• _Exercise goal_
Each line shown below should be copied exactly.

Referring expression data
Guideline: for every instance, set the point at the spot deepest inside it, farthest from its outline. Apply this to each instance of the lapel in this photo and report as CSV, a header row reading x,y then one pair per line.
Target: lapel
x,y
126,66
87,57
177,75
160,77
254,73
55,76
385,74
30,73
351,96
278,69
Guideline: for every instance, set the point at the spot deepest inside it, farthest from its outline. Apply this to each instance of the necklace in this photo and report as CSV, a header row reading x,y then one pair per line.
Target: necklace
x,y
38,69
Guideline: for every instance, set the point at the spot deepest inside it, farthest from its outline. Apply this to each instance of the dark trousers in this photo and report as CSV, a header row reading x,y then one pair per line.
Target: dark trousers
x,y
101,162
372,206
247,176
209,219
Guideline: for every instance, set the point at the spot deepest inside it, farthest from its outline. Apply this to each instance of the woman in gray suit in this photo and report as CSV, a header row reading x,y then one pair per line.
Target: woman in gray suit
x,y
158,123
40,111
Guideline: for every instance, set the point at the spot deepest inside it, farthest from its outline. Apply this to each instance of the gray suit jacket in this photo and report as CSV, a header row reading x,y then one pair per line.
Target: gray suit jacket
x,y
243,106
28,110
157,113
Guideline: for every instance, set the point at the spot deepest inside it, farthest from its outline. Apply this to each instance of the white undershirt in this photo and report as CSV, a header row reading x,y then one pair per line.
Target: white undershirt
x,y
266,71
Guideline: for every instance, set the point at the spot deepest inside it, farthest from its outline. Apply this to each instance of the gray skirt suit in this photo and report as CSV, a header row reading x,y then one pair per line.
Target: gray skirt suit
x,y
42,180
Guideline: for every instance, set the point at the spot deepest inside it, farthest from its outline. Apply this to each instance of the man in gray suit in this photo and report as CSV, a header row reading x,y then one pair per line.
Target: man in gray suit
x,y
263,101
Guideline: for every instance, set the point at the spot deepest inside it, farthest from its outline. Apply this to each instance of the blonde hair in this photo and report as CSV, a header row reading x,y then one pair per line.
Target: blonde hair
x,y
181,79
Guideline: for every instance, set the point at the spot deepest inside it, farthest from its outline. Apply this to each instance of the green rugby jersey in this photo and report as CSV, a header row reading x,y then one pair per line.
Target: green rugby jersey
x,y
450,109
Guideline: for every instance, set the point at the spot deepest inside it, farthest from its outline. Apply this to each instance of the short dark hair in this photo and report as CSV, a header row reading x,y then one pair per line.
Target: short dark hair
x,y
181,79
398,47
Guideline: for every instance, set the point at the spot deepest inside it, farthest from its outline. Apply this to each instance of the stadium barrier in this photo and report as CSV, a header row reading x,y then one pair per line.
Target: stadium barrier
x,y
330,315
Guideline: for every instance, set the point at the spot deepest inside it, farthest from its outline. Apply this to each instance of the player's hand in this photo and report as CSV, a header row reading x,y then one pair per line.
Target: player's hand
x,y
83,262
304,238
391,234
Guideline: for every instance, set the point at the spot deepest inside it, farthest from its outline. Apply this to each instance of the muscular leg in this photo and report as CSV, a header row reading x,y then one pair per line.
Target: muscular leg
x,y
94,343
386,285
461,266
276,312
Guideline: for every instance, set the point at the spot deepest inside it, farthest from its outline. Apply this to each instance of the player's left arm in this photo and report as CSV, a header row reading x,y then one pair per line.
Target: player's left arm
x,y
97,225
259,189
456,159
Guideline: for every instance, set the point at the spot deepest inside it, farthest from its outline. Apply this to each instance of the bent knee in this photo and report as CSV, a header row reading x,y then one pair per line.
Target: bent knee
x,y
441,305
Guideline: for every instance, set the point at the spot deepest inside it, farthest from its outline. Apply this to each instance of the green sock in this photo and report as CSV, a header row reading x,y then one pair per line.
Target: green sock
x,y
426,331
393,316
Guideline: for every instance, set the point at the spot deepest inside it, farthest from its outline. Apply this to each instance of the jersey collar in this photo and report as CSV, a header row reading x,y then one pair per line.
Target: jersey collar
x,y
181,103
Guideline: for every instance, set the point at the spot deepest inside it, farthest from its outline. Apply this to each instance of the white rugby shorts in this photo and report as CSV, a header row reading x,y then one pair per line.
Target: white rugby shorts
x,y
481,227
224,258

• _Exercise solution_
Guideline: for every instance, set the point at the spot deepest inside it, farthest from its outline. Apply this to each instance of the lapel in this photo and report as CSV, a header row reading x,y then one pair per line.
Target: lapel
x,y
126,66
87,57
177,75
160,77
254,73
55,76
385,74
30,73
351,96
278,69
Guideline: for every instance, set the point at the spot deepest inside it, farthest from its outline. Apply this to each instance of the necklace in this photo and report as CSV, a header row reading x,y then one pair per line.
Target: necklace
x,y
38,69
Guideline: for every instance, set the point at the spot deepest inside it, farthest from its outline. Apply this to each instance of the dark trousers in this photo and report as CSV, a header row reading x,y then one pair per line.
Target: dark trousers
x,y
101,162
372,206
247,176
209,219
Guideline: for every instance, set the point at the spot deepest inside it, farthest from its outline. Apply this to each instance of the woman in gray suit in this photo and report as CSV, a header row reading x,y then one pair per line.
Target: woman in gray suit
x,y
158,123
40,111
Guideline: for every instance, set the point at the spot deepest inside it, farthest from its outline. Apply this to each instance of the gray suit jacket in this photo and report as CSV, a header row reading x,y then one pair per line.
Target: gray suit jacket
x,y
243,106
28,110
157,113
Guideline: for every instance, set the point at the spot deepest inside it, farthest from its outline. Apply this to each instance of the white undershirt in this photo and report as CSV, a header row reading x,y then one pair per line.
Target: white undershirt
x,y
266,71
Guideline: for every instance, set the point at the spot deepest inside it, farthest from its outline. Apply this to each instance of the gray skirt suit in this photo and report as CSV, a header row reading x,y then one pair per line.
Target: gray skirt suit
x,y
42,180
Guideline: for every instance, set the point at the spot deepest inside it, farthest from its outline. Apply this to each instance of the man in gray suit in this photo and report as CSV, a header row reading x,y then one pair per line.
Target: man in gray suit
x,y
263,101
Guideline: for every instance, set the point at the spot deepest inside it, farthest from its outline. Apply this to each instance of the blonde hair in this photo and report as CSV, a header row reading x,y then one pair per line.
Target: blonde hair
x,y
181,79
Guideline: for every instance, set the point at the spot deepest inside it, farthest from its outline. Apply this to each instance of the green rugby jersey in this photo and report as CSV, a header row reading x,y then one pair per line.
Target: green rugby jersey
x,y
450,109
Guideline: for every instance, set the point at the spot deepest inside it, farthest from its outline. Apply this to each instance of the short dark hair in this photo and report as CSV, a header row reading x,y then one pair per line.
Target: short dark hair
x,y
181,79
398,47
Guideline: for every instance, set the point at the spot deepest inside it, farthest from its outline. Apply this to each instance of the stadium barrier in this photo and report as CSV, a header row reading x,y then one pair per line.
Target: stadium barrier
x,y
330,315
Guideline: for every instance, set the point at the spot deepest inside it, farthest from its outline. Apply this to each instance of the player's hand in this photo and report as CSV, a header row reading x,y then one pair per line.
Target: player's hand
x,y
83,262
304,238
391,234
Guideline: for every instance, set the point at the spot deepest inside it, farthest from its outline. Apply this to each instance of the muscular leg in this photo and report as CSV, a header row reading x,y then one pair per line.
Target: muscular leg
x,y
94,343
386,285
461,266
276,312
Guideline: for every instance, set the point at the spot deepest inside it, farthest from its outline. Apply this to each instance of the player's left arm in this photo and report as CSV, a header row reading x,y then one pair per line.
Target: player's left arm
x,y
97,225
259,189
456,159
Guideline: for every instance, set the point at the spot deepest inside it, farthest from its outline. Apply this to each instance of the bent knee in this photo and report as CSV, a header row reading x,y then one pair per line.
Target: bent knee
x,y
441,305
Guideline: for every instance, set the point at the spot deepest inside it, farthest from its outline. Apply this to each instance of the green sock in this photo and report as CSV, a header row reading x,y then one pair per line.
Target: green sock
x,y
426,331
393,316
Guideline: for every instance, set the point at the spot deepest inside it, farthest from its outline. Apply this to each instance of the jersey collar in this photo and report as CSV, a header row reading x,y then one pair per line.
Target: jersey collar
x,y
181,103
Guideline: for every instance, set the point at the spot deepest inside it, farthest from its outline. Apply this to each instance of the white rugby shorts in this photo and report as CSV, a header row reading x,y then one pair per line.
Target: white rugby shorts
x,y
481,227
224,258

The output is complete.